▶ [ACTIVITY]:
Could you report every line of the listing below that holds the word "coordinates"?

▶ [LISTED ENTRIES]:
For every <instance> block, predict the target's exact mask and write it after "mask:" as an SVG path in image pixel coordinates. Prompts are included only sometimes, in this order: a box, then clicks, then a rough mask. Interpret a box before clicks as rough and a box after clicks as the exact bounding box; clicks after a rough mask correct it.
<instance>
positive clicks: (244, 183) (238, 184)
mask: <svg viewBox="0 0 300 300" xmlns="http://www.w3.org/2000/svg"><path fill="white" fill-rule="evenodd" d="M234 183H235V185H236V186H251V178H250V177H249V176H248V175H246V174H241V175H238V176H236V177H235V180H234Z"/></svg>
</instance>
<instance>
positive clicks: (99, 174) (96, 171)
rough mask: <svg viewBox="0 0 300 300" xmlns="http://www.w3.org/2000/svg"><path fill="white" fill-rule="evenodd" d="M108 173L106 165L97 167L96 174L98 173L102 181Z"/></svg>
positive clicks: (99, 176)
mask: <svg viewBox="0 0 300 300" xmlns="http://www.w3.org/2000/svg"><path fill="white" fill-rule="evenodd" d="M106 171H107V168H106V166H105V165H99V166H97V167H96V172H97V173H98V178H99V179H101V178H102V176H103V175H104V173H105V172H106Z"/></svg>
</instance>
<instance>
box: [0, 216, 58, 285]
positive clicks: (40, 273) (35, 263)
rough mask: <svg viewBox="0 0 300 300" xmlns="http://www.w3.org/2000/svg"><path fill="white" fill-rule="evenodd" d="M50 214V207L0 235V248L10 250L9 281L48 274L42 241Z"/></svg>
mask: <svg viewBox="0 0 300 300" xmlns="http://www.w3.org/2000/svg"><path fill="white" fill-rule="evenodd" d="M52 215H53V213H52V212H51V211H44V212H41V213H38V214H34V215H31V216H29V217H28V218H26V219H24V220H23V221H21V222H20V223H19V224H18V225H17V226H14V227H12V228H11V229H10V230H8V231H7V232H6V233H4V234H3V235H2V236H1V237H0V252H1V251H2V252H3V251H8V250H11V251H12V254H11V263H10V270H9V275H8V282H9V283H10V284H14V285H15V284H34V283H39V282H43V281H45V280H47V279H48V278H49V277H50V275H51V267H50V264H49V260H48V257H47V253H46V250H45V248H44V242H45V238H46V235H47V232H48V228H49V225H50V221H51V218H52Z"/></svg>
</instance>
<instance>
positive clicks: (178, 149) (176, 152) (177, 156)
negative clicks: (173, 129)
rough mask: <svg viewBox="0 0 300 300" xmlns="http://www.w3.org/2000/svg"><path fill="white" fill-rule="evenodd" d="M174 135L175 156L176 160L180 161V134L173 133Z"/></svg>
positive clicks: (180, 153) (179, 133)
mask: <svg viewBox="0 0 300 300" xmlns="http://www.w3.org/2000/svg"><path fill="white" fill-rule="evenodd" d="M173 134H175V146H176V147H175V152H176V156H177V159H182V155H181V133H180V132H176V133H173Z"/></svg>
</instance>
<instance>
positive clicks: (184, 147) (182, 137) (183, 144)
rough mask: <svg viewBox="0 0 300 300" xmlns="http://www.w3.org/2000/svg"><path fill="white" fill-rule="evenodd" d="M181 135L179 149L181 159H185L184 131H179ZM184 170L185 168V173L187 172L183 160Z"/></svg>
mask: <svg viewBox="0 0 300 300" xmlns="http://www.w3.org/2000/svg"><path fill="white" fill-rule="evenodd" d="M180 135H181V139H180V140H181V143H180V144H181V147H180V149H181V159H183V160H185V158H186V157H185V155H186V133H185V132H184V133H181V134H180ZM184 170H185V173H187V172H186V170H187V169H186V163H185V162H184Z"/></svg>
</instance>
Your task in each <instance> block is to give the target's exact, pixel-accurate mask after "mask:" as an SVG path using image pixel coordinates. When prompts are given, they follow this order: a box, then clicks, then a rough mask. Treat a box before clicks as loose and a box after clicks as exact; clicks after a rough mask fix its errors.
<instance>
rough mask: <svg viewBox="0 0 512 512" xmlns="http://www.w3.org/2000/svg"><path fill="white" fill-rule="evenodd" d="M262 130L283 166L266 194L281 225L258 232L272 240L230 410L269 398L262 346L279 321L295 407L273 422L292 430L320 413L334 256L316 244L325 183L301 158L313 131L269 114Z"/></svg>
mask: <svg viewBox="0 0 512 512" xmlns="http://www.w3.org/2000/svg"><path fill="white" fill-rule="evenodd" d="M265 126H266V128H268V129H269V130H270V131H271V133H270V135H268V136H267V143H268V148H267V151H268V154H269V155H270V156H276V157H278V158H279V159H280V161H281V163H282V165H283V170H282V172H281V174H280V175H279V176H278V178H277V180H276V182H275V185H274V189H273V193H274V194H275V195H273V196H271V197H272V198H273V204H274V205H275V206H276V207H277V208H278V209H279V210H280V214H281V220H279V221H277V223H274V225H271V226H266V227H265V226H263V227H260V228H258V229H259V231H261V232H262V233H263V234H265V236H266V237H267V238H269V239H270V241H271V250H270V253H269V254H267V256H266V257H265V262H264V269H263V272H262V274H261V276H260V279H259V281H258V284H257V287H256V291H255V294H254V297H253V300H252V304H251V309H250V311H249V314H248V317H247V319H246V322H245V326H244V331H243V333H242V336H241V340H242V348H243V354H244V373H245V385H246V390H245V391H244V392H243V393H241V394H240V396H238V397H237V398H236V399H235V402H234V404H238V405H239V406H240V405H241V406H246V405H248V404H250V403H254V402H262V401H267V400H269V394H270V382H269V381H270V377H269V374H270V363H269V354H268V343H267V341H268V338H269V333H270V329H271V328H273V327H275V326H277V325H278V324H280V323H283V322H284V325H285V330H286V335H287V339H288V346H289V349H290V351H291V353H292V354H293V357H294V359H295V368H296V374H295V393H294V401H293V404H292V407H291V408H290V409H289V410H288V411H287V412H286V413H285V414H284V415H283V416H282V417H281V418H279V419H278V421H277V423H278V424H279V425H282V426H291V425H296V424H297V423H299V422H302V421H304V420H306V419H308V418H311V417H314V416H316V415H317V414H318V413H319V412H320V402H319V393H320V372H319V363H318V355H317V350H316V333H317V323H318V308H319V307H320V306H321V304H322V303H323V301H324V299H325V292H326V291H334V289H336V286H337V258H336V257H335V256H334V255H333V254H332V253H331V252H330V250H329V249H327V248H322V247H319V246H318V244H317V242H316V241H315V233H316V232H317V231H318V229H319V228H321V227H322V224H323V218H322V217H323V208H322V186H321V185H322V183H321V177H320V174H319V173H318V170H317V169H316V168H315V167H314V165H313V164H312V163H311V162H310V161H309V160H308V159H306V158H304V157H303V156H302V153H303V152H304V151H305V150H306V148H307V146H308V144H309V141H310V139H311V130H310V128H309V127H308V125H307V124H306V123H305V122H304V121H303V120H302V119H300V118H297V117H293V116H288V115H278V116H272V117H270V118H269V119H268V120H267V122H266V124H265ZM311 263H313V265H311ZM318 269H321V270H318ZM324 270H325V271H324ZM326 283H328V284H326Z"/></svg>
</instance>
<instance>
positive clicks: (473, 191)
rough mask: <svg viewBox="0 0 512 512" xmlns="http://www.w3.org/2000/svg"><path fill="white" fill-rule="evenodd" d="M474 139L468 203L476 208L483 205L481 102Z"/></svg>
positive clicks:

▶ [ANSWER TO THE PROBLEM]:
For every <instance> block, predict the target's exact mask and write it after "mask:" as an SVG path in image pixel coordinates. Prompts are included only sometimes, in this order: a box, then clicks, then a rough mask. Interpret a box before clicks as rough and a box after clicks as the exact bounding box; clicks after a rough mask correct it.
Your task in each <instance> block is to give the target's exact, pixel-accurate mask after "mask:" as an SVG path using image pixel coordinates. When prompts are given, they follow this order: a box, then clicks, then a rough mask. Treat a box before clicks as loose and a box after clicks as exact; clicks after a rough mask fix its errors.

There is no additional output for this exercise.